» AIM OF THE EXERCISE:
Starting with the line that contains "Annotate the dry" and going on through the end of the listing, reproduce only those lines, requests included, with each answer coordinate multiplied by 1.9 and rounded to a whole number, halves rounding up. Numbers in the requests and their format samples stay unchanged.
⟨
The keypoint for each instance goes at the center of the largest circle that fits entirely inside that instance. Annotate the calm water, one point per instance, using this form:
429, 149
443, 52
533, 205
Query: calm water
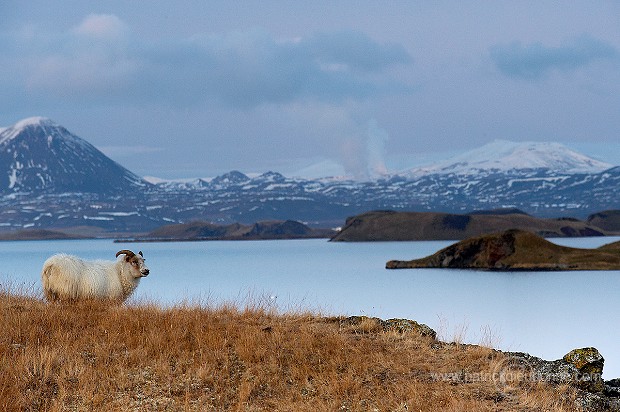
545, 314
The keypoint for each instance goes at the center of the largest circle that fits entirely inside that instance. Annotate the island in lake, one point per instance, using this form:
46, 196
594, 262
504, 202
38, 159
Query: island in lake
516, 250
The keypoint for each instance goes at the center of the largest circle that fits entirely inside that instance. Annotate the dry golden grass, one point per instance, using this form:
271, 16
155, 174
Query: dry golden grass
92, 356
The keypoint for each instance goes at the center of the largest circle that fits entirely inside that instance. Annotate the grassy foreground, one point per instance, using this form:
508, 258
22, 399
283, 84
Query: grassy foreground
91, 356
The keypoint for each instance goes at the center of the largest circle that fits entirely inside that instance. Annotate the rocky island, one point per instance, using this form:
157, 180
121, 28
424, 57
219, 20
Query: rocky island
516, 250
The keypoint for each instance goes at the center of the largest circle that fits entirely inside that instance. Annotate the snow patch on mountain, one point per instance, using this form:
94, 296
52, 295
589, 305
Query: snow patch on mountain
506, 156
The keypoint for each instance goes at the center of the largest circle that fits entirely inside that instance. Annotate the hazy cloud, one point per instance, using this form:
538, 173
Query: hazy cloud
105, 26
535, 60
99, 59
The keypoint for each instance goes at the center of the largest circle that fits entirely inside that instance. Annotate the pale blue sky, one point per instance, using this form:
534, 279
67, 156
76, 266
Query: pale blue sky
198, 88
⟩
» REPLY TO THE TASK:
The keypoint for each instance goes at the center of the largest circle that fits entirely inside that instance. Annotate the dry golden grass, one point per instance, using this form:
271, 16
155, 174
Query: dry golden grass
175, 676
The keypoint for each instance goes at the center of the largest circle that fits entirely inside that instance. Annotate the grassy foreground, one point per instance, using this form:
508, 258
22, 399
283, 84
Query: grassy foreground
173, 676
The keypoint for each instance goes at the center of the largest circle that fits entirely inside that instance. Annotate the rocky island, one point per instance, using this form:
157, 180
121, 28
424, 57
219, 20
Query: rocky island
980, 475
The keypoint for each instance goes at the center of the largest circle that fits entirely inside that instance. Annotate the snow patch on mountain, one point per instance, using this form:
94, 296
52, 295
589, 305
Query: snow patch on mountain
961, 296
The keypoint for each instance goes at the center of the largest circle that fits entirely inside that instance. Annotate the hazy cloud, one point per instance, using this form:
538, 173
Query: hazy cloud
200, 49
1017, 114
188, 112
The keypoint for each instance goes at the center of the largest circle that fits entirely inside that instance. Annotate the pale blue sky, one point per instance, using this form:
534, 279
67, 156
76, 266
Query: pale blue sky
376, 167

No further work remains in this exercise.